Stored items
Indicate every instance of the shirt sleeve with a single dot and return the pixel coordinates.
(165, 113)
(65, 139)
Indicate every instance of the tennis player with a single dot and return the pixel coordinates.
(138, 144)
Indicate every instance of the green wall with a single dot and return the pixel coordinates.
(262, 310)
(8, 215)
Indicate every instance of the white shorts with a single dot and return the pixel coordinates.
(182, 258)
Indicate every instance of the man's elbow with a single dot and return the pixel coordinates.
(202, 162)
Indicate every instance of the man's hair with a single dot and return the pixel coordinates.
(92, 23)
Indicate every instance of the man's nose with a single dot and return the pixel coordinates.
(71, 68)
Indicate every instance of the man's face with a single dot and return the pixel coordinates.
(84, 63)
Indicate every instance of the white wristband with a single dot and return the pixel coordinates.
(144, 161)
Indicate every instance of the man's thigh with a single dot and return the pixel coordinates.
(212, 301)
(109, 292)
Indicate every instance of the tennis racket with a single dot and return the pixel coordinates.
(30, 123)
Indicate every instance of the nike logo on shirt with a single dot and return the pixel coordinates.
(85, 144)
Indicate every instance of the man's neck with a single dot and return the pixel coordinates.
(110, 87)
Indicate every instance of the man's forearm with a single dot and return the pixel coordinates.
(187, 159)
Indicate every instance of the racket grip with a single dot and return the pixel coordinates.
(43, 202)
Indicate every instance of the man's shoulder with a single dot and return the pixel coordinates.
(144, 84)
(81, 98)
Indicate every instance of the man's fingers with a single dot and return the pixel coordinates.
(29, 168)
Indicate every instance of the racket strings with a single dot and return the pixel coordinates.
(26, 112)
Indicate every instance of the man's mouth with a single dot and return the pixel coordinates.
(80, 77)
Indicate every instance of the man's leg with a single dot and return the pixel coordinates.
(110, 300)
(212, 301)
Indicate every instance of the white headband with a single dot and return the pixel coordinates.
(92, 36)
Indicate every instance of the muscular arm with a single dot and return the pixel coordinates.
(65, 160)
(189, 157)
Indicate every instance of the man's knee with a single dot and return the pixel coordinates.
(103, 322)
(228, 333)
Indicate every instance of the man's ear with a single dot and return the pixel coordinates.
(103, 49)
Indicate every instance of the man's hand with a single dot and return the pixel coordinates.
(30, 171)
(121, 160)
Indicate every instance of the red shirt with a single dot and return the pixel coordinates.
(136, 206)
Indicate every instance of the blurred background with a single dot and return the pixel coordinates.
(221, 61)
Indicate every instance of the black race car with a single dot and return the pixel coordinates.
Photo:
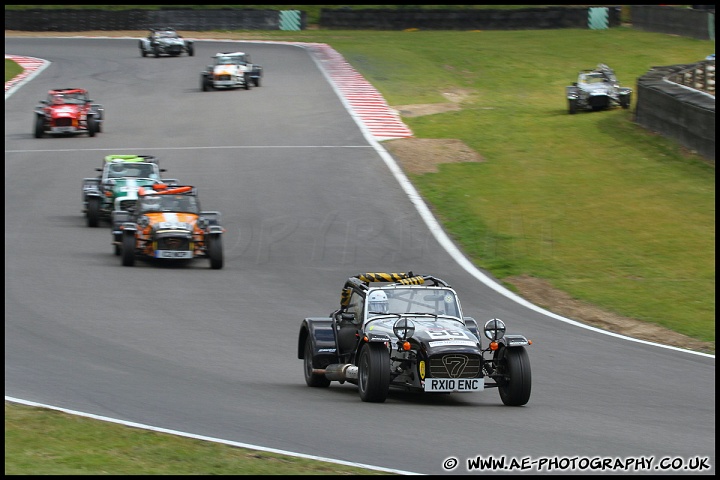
(408, 331)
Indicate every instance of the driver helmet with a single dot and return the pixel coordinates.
(117, 168)
(378, 302)
(151, 204)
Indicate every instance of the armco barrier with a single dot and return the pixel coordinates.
(469, 19)
(72, 20)
(676, 111)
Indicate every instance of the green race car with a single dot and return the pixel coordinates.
(117, 185)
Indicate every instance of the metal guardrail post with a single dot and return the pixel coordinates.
(290, 20)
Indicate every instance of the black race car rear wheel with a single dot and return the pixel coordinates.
(312, 379)
(374, 373)
(215, 252)
(205, 83)
(92, 125)
(39, 126)
(515, 385)
(128, 249)
(93, 213)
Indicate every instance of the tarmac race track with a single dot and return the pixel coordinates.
(307, 200)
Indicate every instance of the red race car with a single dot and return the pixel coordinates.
(68, 111)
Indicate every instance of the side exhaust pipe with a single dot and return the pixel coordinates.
(338, 372)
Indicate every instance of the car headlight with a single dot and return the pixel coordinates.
(494, 329)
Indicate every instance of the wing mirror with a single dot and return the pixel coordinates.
(494, 329)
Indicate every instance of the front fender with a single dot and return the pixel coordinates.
(511, 341)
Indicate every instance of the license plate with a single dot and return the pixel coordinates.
(173, 254)
(454, 384)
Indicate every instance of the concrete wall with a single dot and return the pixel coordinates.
(675, 111)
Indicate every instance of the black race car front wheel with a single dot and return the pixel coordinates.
(374, 372)
(312, 379)
(515, 385)
(572, 106)
(128, 249)
(93, 212)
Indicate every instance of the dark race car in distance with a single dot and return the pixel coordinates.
(406, 331)
(68, 111)
(165, 41)
(597, 89)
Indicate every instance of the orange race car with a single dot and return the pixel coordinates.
(167, 224)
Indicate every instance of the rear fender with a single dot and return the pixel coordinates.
(323, 338)
(471, 325)
(91, 187)
(209, 218)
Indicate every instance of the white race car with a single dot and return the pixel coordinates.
(231, 70)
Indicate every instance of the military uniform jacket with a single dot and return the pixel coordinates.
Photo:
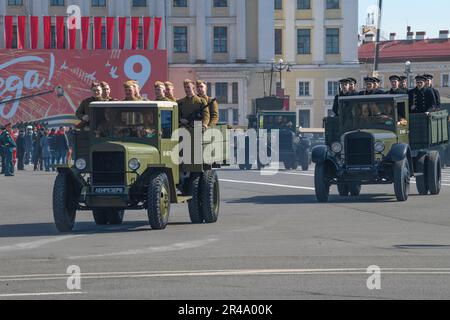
(423, 99)
(189, 106)
(213, 111)
(83, 109)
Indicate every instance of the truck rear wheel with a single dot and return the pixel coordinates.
(195, 204)
(210, 196)
(434, 172)
(158, 201)
(421, 180)
(321, 183)
(401, 179)
(64, 207)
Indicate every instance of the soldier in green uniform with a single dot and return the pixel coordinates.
(160, 91)
(202, 90)
(191, 105)
(170, 91)
(82, 112)
(8, 145)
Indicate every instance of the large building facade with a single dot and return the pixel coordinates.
(232, 43)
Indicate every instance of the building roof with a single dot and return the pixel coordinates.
(403, 50)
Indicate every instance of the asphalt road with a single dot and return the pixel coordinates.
(272, 241)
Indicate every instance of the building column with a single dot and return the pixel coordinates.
(266, 31)
(201, 30)
(290, 8)
(318, 36)
(350, 31)
(241, 22)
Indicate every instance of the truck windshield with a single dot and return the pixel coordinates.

**Your task:** Exactly the lines from the one with "Indicate every instance of the license" through the end of the records should be written out, and only those. Pictures do not belong in the copy.

**Task response:**
Indicate every instance of the license plate with a single dot and return the pixel coordinates.
(173, 254)
(454, 384)
Indicate every instance of the concrete wall with a single dot and return the pixel coordinates.
(675, 111)
Indicate every instance of the black race car front wheel with a single dot and return the pixel coordinates.
(374, 372)
(312, 379)
(515, 385)
(572, 106)
(128, 249)
(93, 212)
Indicate every instance of the dark race car in distance with a single dot and return the pixel coordinates.
(406, 331)
(68, 111)
(165, 41)
(597, 89)
Indicate every instance of the orange race car with a single dot and return the pixel coordinates.
(167, 224)
Indicate every instance of the rear fender with a single dot and return the pixel coordinates.
(323, 338)
(471, 325)
(91, 187)
(209, 218)
Indicate every instance of the white race car with a single dot and return the pixel coordinates.
(231, 70)
Indicate every instance of the military uniform jacket with a single dot and return the pixel coordinates.
Photo:
(423, 99)
(189, 106)
(213, 111)
(83, 109)
Indicate every instance of the truck rear wheel with a single dot and return the pixel coordinates.
(195, 204)
(210, 196)
(434, 172)
(158, 201)
(421, 180)
(321, 183)
(401, 179)
(64, 207)
Indicate every instance of the soldier in green uniform with a single dot and return the pixel coordinates.
(160, 91)
(202, 90)
(191, 105)
(170, 91)
(82, 112)
(8, 145)
Indicate every instance of the large building facade with a single dot and return the pixel coordinates.
(232, 43)
Indicate every instance of the building roof with a single dot and return the pixel coordinates.
(403, 50)
Indicate every instance of the asphalt road with a single dot and return the pixel coordinates.
(272, 241)
Indicate every instance of the building column with a single dot and return the pixel coordinates.
(266, 31)
(201, 30)
(290, 8)
(318, 36)
(350, 31)
(241, 22)
Indicate every instance of the truck windshield with a single dot and return the pixel coordinates.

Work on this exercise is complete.